(Records from a collection)
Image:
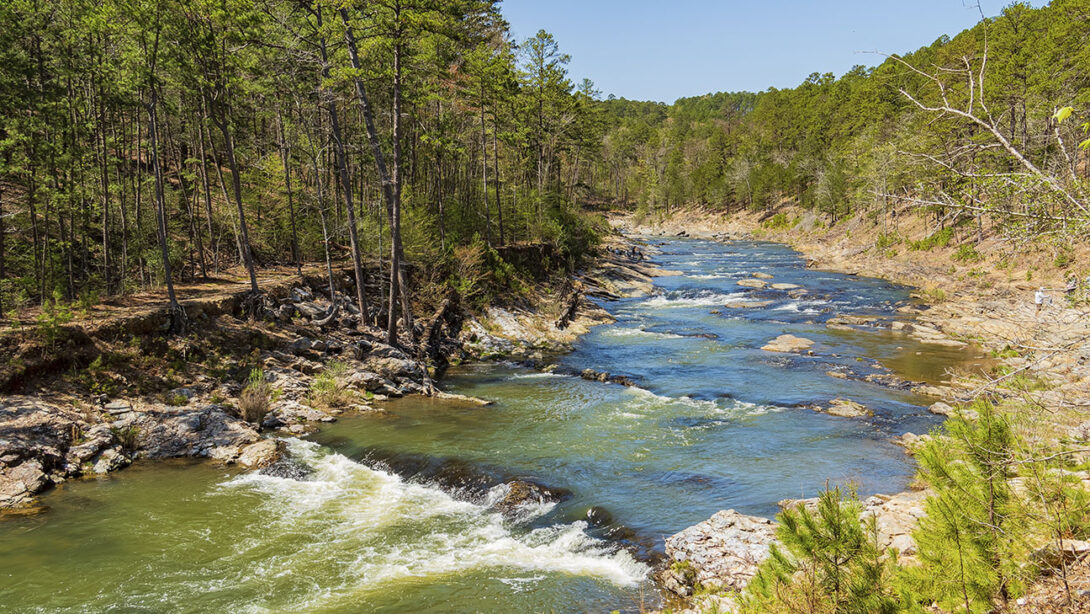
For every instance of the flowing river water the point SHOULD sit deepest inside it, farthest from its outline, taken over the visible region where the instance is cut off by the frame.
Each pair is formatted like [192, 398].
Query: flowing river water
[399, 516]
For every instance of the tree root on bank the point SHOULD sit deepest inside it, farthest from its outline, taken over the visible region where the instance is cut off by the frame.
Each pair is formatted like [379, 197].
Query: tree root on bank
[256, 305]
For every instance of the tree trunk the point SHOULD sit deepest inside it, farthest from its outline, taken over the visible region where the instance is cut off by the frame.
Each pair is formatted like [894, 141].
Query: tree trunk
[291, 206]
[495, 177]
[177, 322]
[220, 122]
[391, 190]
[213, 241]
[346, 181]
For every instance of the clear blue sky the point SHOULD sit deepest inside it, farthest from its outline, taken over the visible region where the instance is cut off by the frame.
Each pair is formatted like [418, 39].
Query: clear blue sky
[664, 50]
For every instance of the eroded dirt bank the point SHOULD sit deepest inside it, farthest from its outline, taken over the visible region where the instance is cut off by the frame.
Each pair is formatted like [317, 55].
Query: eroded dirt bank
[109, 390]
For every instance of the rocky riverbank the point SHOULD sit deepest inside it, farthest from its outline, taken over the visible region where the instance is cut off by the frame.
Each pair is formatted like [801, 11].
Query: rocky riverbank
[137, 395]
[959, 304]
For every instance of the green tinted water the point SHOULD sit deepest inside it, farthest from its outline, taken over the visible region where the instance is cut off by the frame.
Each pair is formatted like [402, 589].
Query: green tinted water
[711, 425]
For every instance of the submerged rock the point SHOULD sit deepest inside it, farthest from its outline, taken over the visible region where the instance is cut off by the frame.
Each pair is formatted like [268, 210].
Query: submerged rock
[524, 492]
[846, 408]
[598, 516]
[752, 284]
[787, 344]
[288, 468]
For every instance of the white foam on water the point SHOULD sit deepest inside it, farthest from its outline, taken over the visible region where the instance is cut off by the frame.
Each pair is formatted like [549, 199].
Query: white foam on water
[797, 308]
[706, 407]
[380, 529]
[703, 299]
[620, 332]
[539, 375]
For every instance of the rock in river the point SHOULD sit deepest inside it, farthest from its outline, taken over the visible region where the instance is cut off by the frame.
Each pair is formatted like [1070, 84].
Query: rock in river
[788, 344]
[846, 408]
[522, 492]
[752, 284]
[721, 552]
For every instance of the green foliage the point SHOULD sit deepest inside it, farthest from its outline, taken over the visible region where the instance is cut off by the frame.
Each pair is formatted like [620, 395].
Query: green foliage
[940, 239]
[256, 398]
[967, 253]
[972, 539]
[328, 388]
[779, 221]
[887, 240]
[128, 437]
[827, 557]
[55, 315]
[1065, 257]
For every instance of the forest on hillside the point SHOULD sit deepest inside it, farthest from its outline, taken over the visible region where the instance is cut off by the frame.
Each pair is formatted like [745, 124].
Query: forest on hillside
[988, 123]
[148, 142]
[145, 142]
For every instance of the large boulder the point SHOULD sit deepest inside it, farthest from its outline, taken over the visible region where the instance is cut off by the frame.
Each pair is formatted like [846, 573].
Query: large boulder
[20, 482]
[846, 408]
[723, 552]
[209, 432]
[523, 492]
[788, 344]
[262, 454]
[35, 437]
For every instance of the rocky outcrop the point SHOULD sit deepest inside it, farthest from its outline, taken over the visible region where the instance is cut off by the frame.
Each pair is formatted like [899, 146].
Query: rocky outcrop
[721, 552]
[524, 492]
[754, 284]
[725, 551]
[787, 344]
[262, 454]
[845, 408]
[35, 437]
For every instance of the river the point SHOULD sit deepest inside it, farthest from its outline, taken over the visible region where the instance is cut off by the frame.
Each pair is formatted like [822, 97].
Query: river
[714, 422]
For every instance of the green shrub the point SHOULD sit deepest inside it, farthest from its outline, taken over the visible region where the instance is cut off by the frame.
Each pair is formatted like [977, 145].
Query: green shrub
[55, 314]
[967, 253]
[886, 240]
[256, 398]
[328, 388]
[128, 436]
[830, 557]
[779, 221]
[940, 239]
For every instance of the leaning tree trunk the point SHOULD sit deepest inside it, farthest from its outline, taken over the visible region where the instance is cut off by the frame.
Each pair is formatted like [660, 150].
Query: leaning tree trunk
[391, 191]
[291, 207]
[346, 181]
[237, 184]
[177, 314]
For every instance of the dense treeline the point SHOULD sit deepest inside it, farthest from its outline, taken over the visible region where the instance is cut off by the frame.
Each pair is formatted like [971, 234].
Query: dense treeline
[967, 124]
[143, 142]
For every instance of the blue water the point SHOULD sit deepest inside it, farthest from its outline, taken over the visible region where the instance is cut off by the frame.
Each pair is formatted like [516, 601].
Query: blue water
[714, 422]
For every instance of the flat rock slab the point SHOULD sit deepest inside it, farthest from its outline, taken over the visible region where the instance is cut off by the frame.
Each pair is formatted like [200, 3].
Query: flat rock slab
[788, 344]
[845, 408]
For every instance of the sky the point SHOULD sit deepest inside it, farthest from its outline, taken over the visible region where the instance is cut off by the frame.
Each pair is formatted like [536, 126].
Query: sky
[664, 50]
---
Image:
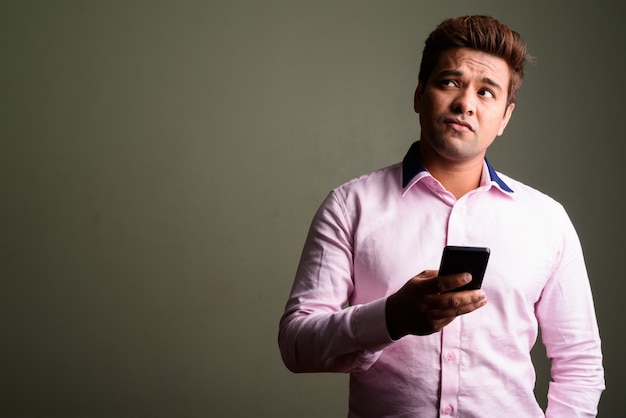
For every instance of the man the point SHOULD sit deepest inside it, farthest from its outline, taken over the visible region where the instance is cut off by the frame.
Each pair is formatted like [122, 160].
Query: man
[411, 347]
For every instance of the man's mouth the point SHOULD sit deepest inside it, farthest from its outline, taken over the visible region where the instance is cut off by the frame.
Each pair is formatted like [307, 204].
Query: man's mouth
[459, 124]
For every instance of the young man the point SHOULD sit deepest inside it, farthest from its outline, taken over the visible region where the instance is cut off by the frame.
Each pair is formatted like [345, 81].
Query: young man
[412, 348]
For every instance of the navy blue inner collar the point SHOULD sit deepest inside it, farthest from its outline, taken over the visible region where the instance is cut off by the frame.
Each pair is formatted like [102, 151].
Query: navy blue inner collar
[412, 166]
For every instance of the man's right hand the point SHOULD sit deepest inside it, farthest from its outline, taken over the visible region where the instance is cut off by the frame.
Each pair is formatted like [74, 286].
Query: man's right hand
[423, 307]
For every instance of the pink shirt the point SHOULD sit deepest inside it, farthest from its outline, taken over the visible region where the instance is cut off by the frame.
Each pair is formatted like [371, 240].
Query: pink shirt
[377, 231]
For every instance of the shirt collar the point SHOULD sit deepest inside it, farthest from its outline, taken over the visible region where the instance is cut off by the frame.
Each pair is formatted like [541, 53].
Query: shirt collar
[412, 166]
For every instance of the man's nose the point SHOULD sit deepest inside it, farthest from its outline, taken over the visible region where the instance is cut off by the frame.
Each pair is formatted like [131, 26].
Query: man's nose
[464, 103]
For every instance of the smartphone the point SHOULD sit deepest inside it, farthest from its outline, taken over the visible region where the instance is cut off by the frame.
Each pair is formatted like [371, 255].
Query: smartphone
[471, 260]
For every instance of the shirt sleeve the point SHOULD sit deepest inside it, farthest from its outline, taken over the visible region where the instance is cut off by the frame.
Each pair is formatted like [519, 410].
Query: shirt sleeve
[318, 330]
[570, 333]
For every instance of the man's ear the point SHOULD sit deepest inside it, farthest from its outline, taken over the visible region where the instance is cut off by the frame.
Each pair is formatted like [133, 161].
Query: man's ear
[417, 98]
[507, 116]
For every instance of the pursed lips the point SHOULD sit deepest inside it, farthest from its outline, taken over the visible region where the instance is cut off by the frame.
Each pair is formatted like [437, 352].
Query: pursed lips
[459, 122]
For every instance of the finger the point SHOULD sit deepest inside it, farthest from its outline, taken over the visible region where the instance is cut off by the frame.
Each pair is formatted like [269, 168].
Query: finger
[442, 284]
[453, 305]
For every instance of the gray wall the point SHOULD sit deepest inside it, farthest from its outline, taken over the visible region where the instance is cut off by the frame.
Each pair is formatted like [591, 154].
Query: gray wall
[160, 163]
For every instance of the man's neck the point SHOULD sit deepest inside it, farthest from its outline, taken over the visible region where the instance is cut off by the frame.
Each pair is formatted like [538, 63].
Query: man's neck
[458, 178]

• [WORK TO DO] Count the lines of the data above that contain the string "slab", matching case exactly, and give only the number.

• [TASK ANSWER] 2